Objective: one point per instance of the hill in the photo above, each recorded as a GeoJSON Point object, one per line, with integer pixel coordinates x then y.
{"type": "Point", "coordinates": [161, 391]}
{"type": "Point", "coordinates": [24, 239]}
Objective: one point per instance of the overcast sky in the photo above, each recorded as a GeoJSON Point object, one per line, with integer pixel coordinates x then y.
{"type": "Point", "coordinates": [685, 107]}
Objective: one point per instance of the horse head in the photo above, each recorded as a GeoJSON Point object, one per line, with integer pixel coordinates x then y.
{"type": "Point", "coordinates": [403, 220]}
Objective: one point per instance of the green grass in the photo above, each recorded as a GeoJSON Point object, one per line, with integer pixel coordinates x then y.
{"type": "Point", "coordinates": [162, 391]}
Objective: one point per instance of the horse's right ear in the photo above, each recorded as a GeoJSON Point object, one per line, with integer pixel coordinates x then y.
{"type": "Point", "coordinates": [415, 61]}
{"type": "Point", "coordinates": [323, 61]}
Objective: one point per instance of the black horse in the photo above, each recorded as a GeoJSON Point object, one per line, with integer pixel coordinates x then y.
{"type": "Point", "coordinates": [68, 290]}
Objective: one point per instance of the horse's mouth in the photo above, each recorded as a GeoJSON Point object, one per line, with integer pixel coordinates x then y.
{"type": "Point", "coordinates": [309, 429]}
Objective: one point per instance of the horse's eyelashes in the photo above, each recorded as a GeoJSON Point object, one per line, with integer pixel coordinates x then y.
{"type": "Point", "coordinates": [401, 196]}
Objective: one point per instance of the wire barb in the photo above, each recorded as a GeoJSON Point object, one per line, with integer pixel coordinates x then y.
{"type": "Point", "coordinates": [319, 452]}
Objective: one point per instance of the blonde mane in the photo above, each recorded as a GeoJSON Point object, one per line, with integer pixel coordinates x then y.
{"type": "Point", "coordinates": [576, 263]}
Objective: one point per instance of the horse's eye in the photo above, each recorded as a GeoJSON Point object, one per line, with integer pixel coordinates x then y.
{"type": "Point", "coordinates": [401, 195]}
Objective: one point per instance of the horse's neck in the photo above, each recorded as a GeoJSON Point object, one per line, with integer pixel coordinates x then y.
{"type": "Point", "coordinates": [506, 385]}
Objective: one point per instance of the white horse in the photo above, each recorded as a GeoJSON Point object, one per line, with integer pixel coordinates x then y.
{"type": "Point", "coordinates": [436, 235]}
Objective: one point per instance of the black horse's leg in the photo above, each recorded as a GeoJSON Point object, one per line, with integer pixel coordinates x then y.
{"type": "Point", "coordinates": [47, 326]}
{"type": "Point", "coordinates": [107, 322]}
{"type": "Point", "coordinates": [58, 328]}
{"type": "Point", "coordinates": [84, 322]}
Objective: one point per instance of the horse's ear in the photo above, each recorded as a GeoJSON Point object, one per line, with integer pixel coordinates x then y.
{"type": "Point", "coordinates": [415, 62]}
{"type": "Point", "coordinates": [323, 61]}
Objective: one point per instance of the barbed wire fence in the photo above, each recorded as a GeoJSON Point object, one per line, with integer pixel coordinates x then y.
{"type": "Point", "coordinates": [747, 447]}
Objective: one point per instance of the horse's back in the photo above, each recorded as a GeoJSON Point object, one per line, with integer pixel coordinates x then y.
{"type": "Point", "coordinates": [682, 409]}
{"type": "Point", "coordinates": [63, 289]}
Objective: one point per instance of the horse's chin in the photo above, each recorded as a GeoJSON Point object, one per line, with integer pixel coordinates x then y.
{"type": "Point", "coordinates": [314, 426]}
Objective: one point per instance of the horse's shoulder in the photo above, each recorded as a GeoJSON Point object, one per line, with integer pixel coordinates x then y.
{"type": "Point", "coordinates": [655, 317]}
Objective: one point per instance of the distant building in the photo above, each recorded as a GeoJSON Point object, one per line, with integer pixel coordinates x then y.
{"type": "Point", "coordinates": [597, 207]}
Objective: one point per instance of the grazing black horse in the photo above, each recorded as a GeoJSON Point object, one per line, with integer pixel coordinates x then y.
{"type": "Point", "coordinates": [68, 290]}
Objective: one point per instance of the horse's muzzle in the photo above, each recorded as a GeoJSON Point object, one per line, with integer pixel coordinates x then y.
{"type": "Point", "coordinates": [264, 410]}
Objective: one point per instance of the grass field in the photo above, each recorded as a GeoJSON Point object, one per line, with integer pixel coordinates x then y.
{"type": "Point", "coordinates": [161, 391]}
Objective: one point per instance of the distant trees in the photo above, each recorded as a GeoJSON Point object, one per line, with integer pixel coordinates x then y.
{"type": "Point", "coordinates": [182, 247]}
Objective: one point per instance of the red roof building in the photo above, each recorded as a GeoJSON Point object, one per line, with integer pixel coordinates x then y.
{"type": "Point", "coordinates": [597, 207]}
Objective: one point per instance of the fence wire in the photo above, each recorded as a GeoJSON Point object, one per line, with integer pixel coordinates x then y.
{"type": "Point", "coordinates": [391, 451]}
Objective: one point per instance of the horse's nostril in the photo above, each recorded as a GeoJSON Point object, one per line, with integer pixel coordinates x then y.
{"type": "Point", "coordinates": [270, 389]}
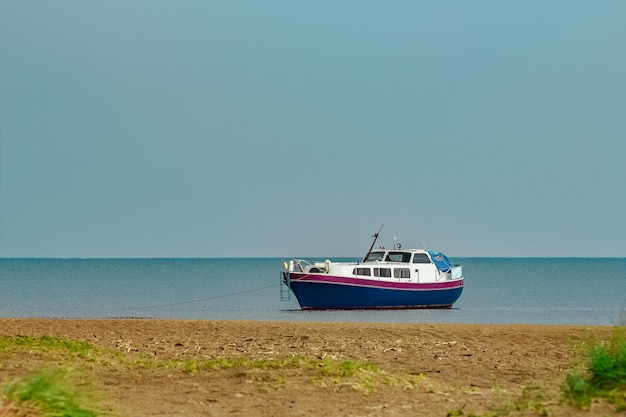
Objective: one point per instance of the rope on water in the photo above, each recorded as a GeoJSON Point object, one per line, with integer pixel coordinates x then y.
{"type": "Point", "coordinates": [201, 299]}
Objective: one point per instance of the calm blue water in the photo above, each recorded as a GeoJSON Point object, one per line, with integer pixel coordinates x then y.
{"type": "Point", "coordinates": [497, 290]}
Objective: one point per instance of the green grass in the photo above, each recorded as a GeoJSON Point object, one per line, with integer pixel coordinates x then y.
{"type": "Point", "coordinates": [46, 343]}
{"type": "Point", "coordinates": [45, 394]}
{"type": "Point", "coordinates": [602, 376]}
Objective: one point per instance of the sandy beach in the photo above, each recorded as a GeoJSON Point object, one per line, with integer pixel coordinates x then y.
{"type": "Point", "coordinates": [458, 368]}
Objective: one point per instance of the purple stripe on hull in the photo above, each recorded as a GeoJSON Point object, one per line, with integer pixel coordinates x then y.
{"type": "Point", "coordinates": [374, 283]}
{"type": "Point", "coordinates": [328, 292]}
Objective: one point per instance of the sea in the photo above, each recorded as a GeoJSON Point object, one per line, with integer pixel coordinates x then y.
{"type": "Point", "coordinates": [556, 291]}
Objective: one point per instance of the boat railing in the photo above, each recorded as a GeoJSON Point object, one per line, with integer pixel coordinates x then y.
{"type": "Point", "coordinates": [457, 271]}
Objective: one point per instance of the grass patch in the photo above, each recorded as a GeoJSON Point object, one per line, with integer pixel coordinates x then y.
{"type": "Point", "coordinates": [45, 394]}
{"type": "Point", "coordinates": [602, 376]}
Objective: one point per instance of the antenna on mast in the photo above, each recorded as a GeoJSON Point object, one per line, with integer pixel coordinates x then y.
{"type": "Point", "coordinates": [375, 236]}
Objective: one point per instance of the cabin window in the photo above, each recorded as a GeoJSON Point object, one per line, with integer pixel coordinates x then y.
{"type": "Point", "coordinates": [402, 273]}
{"type": "Point", "coordinates": [399, 257]}
{"type": "Point", "coordinates": [421, 258]}
{"type": "Point", "coordinates": [362, 271]}
{"type": "Point", "coordinates": [382, 272]}
{"type": "Point", "coordinates": [375, 256]}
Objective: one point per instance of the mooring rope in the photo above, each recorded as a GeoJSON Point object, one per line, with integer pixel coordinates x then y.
{"type": "Point", "coordinates": [201, 299]}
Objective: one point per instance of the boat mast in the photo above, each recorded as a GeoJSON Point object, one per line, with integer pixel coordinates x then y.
{"type": "Point", "coordinates": [374, 242]}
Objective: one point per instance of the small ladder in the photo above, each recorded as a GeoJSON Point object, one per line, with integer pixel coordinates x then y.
{"type": "Point", "coordinates": [285, 292]}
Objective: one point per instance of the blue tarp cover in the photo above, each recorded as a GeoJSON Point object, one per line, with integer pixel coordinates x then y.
{"type": "Point", "coordinates": [441, 261]}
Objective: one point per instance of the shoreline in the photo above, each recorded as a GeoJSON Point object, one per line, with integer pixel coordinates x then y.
{"type": "Point", "coordinates": [474, 367]}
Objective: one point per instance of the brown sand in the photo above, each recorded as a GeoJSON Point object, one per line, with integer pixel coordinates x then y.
{"type": "Point", "coordinates": [473, 368]}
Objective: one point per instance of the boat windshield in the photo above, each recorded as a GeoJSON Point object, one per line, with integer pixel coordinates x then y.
{"type": "Point", "coordinates": [375, 256]}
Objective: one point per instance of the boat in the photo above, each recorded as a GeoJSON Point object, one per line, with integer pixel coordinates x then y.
{"type": "Point", "coordinates": [394, 278]}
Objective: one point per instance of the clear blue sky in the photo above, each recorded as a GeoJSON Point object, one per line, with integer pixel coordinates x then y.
{"type": "Point", "coordinates": [295, 128]}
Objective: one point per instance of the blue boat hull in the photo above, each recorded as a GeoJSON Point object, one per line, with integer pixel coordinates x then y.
{"type": "Point", "coordinates": [316, 295]}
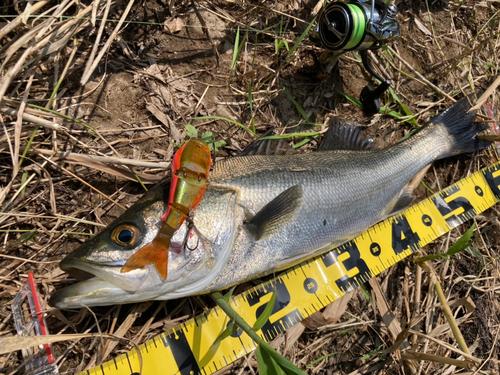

=== The task ===
Find every line above that contains the word "grass" and copy each of those lines out in full.

=== Response ===
Objective: one point per instance of the green grass in the photo above, each recorded as a GeoJSON Point object, one per line, with integer pixel coordinates x then y.
Objective: one point per instance of the grass field in the photo above, each recorded as a GeoJSON Point object, one per line, with integer pixel coordinates x then y.
Objective: one point per instance of the green grass in the photo above, each recorded as a GeoJSON Point object, one per line, with integer pixel coordinates x then y.
Objective: one point per instance of the grass patch in the photo above, each recorded as a GeoJSON Point object, one per line, with integer pixel coordinates x then y.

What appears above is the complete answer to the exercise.